> **Exercise prompt**: Put the stretch from the line containing "Where can the dirt" through the line containing "(1029, 715)" into a numbered list, leaving out blank lines. Include only those rows.
--- START ---
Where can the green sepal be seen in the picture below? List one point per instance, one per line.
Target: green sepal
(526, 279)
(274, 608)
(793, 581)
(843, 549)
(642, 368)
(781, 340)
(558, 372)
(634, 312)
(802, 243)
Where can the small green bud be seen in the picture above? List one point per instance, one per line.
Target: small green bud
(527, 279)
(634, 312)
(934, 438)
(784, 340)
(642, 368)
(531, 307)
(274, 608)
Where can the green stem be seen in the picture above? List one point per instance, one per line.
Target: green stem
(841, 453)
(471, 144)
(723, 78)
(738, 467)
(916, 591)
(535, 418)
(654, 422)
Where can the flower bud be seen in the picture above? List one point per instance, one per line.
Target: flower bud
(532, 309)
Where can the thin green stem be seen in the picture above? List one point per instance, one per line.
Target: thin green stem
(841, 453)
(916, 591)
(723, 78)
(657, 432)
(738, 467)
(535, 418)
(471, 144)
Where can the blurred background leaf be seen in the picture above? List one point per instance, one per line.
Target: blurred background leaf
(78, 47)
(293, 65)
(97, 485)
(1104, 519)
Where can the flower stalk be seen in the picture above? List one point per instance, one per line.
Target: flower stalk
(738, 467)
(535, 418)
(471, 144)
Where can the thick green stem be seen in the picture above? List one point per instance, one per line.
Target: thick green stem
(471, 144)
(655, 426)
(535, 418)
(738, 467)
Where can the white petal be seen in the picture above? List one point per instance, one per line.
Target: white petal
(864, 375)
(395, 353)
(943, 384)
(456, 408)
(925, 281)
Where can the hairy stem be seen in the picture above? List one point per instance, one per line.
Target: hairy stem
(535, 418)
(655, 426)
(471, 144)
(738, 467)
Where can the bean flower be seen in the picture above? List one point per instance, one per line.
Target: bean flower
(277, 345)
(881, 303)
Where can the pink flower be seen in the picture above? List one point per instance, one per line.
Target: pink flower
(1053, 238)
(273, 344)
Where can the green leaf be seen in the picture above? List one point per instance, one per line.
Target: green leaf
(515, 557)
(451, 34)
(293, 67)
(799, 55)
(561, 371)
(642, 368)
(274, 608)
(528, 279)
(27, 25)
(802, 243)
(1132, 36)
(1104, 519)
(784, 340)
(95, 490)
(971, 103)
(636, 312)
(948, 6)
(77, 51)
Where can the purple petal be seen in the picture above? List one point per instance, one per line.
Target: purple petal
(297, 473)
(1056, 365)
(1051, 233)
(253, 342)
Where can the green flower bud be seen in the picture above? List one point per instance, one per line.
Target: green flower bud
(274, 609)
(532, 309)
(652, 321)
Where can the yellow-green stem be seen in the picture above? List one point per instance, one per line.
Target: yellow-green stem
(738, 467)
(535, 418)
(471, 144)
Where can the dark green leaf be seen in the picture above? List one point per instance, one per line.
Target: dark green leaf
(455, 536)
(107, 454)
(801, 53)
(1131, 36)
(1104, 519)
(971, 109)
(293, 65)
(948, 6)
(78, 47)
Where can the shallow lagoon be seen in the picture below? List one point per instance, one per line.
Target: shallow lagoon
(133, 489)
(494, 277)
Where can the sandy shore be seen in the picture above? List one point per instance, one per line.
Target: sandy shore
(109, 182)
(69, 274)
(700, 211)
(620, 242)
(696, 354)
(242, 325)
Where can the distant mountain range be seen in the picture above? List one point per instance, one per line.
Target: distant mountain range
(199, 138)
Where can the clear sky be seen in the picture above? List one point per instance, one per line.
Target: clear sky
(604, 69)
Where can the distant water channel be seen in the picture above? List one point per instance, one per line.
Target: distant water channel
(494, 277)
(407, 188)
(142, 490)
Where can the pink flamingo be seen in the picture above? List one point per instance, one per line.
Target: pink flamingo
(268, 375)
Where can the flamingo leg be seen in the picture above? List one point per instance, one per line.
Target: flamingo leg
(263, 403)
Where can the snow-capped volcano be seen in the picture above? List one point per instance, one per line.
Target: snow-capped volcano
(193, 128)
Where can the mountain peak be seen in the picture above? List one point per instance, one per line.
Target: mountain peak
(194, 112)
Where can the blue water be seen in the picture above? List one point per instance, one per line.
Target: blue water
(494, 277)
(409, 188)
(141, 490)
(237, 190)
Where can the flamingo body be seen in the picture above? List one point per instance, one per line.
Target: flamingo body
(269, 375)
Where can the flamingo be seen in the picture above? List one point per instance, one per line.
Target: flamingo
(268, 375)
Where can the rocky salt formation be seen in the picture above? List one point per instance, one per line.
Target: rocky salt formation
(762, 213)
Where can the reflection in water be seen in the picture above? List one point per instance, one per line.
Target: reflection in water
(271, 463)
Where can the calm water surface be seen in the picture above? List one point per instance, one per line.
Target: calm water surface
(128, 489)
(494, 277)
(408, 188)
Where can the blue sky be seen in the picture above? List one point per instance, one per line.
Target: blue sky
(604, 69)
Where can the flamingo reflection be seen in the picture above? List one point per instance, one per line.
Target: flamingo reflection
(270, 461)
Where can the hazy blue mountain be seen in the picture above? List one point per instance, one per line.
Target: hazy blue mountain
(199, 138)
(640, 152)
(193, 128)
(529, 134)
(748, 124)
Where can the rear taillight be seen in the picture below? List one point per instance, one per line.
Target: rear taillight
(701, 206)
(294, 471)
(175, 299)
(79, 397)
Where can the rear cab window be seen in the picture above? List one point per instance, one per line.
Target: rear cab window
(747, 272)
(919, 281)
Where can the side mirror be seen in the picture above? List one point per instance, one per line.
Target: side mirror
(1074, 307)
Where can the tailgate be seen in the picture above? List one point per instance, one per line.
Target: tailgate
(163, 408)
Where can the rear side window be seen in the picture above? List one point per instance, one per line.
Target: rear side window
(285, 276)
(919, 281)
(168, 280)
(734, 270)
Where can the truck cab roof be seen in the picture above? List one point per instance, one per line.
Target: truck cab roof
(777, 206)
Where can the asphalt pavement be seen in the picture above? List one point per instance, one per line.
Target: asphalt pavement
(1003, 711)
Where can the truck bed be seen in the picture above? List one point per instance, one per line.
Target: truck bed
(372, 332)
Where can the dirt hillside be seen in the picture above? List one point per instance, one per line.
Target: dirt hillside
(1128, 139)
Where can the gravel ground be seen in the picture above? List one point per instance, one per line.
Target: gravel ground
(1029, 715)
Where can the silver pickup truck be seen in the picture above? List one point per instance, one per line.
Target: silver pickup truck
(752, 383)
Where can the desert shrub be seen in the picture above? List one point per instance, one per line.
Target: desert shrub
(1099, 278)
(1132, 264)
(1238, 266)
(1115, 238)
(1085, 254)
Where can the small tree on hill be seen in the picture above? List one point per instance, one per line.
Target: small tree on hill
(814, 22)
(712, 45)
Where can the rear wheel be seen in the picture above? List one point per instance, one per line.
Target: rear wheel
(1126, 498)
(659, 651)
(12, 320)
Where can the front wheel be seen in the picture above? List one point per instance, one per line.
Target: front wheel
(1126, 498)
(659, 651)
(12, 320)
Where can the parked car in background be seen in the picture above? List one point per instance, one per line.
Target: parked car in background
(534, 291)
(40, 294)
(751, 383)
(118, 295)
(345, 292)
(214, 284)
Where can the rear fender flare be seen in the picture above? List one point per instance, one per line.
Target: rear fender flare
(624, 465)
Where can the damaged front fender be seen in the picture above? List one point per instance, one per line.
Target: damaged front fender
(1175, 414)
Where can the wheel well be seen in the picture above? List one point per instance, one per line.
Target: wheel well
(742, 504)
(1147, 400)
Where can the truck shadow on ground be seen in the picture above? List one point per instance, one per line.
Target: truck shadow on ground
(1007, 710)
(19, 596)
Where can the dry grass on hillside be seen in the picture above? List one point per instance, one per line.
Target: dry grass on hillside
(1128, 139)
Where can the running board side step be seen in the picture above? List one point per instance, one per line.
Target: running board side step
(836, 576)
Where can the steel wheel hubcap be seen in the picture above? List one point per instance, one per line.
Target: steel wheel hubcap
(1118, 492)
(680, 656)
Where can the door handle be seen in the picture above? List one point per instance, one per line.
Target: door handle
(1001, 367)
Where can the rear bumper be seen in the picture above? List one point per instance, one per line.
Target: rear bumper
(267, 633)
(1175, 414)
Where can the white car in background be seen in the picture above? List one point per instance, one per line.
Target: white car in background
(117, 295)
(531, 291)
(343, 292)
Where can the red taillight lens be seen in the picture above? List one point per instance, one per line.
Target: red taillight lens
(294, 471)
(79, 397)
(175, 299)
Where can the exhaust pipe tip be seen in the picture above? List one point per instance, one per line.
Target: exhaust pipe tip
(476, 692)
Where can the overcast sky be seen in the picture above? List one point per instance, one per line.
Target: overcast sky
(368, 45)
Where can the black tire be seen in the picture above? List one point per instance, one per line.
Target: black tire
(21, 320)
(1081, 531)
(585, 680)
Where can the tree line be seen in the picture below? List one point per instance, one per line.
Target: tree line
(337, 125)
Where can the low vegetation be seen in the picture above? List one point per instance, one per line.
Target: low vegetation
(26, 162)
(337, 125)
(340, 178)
--- END ---
> **Response below**:
1. Where can the dirt hillside be seen in the picture above? List one point per instance, one per line.
2. Target: dirt hillside
3. (1128, 139)
4. Where can the gravel ground be seen in the picture above? List one point per instance, one per line.
5. Target: gravel ground
6. (1029, 715)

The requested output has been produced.